Since CVF is washed away with the first flow of urine, it is expected that especially first-void urine contains most of the CVF components, including the mucus and debris from vaginal and cervical exfoliated cells. This may explain why the first collected part of a urine void collected with a special device (Colli-Pee™, Novosanis, Belgium) contains more human and HPV DNA than the subsequent parts [146, 147]. Moreover, self-sampling of urine for subsequent HPV DNA tests was very well accepted by patients [148, 149] and provided sensitivity for CIN2+ detection comparable to a physician-taken smear or brush-based self-sample [150]. Several groups have attempted to identify urine components, other than HPV DNA, that could distinguish between healthy and precancerous states. The nature of these components varies from the hormone ratio [151] and collagen abundance [152] to host and/or viral gene methylation [153, 154]. However, although some of these studies show encouraging results, further validation is recommended with standardized protocols and higher patient numbers. Nevertheless, this does not exclude that biomarkers identified from experiments with CVF could be evaluated in urine and vice versa.

Although their complexity still prevents the development of self-tests or medical practice applications, several biophysical applications are currently being evaluated for high-throughput testing of CVF samples. Fourier transformed infrared spectroscopy (IR) was performed on 25 cervical vaginal lavage specimens from women referred for colposcopy [155]. For the CIN III stage, the authors showed a strong correlation between IR spectra and histopathology; however, less precise matching was seen for lower CIN grades. Therefore, it is possible that the differences seen in IR spectroscopy reflect the molecular abnormalities in cervical cells during progression to cancer. If so, the technique may help in clinical decision making, but more studies are required to make this a routine technique in cervical cancer screening.

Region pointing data
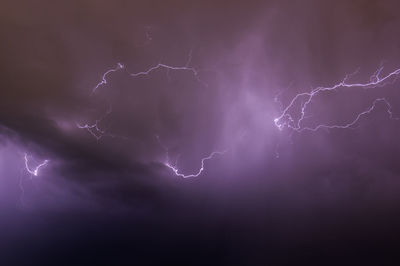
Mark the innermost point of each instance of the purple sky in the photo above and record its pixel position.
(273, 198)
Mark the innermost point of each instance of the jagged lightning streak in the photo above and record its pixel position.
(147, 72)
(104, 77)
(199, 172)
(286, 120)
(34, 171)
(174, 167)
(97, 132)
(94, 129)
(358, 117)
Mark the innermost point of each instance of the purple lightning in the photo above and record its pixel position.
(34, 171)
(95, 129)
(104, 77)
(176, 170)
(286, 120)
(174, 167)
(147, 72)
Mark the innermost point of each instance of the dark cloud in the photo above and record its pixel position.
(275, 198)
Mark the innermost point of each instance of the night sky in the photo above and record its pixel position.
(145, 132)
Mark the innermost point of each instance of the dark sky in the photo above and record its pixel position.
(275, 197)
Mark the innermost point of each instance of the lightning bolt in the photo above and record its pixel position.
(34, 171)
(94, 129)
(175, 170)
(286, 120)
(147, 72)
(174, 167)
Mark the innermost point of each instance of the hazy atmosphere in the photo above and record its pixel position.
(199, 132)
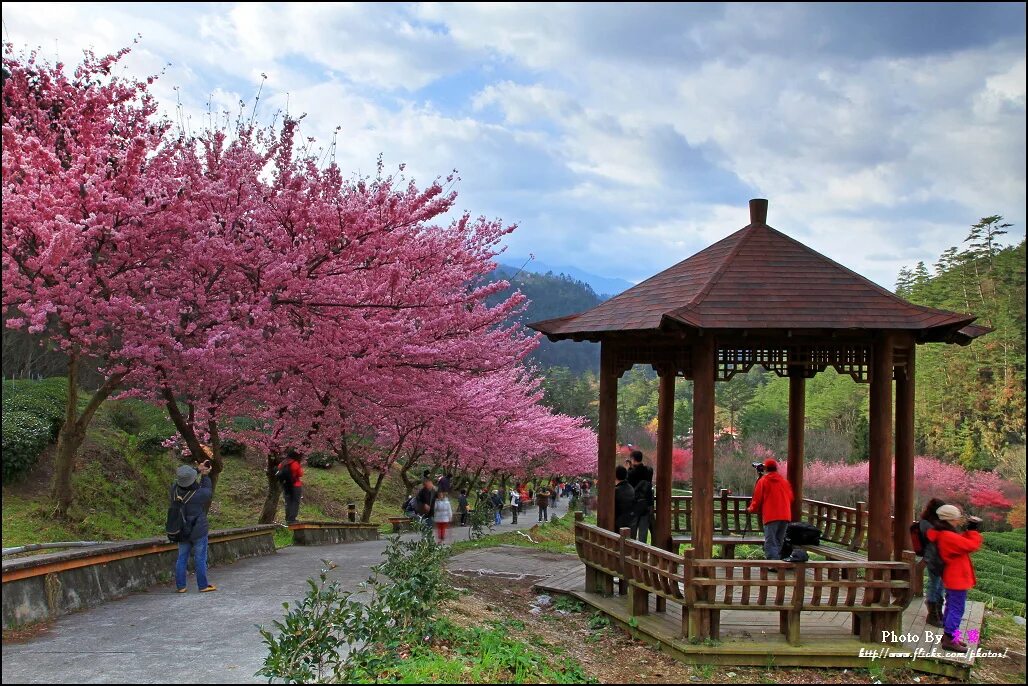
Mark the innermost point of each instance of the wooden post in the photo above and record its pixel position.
==
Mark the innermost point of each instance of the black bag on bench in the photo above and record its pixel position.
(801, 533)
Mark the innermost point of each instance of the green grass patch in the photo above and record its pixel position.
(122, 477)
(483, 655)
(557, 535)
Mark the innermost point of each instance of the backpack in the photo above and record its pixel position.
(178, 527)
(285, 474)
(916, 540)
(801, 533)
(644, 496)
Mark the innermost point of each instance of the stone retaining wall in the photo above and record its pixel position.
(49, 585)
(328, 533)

ASSIGNMENT: Copy the stretch from "Although their complexity" through "cervical cancer screening." in the excerpt on cervicovaginal fluid testing, switching "histopathology" to "tissue pathology". These rows come from a separate source.

RESPONSE TO THIS EXERCISE:
Although their complexity still prevents the development of self-tests or medical practice applications, several biophysical applications are currently being evaluated for high-throughput testing of CVF samples. Fourier transformed infrared spectroscopy (IR) was performed on 25 cervical vaginal lavage specimens from women referred for colposcopy [155]. For the CIN III stage, the authors showed a strong correlation between IR spectra and tissue pathology; however, less precise matching was seen for lower CIN grades. Therefore, it is possible that the differences seen in IR spectroscopy reflect the molecular abnormalities in cervical cells during progression to cancer. If so, the technique may help in clinical decision making, but more studies are required to make this a routine technique in cervical cancer screening.